┏━━

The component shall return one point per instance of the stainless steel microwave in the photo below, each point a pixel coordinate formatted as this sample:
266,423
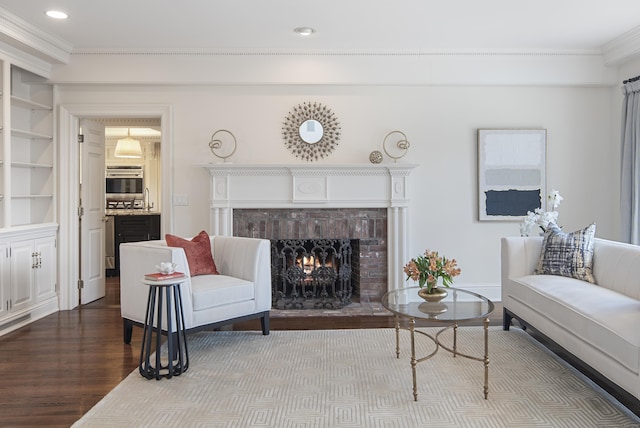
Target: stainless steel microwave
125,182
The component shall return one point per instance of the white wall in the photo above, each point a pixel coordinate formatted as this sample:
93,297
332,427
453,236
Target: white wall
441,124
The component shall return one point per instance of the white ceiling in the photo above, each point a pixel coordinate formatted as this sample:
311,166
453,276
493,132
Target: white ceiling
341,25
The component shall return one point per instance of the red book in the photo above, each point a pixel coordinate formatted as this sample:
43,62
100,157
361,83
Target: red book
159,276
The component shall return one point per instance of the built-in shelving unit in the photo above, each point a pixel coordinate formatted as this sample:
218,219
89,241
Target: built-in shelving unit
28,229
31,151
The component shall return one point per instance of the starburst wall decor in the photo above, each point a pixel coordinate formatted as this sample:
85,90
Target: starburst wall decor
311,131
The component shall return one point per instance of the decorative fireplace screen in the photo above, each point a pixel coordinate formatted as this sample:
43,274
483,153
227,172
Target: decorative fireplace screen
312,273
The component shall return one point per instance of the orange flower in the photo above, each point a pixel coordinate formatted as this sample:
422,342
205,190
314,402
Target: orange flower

┗━━

### PROMPT
Reproduce without alteration the lines beginning at the line that contains "of the starburst" and ending at the final line of the records, with both of those lines included.

### EXERCISE RESPONSE
The component shall return one point per instance of the starburst wall decor in the photo above, each point a pixel coordinate formatted as this sample:
85,90
Target: starburst wall decor
311,131
The component shall return one point per instance of the decorative fireplace screen in the photo above, each point a pixel coordinate formatted as this sample:
43,274
483,153
227,172
Target: decorative fireplace screen
312,273
The component shall return one point per instance of the orange flower in the photo above, each point a pixel coordinate formatted as this sample:
422,342
205,190
314,402
Target: orange flower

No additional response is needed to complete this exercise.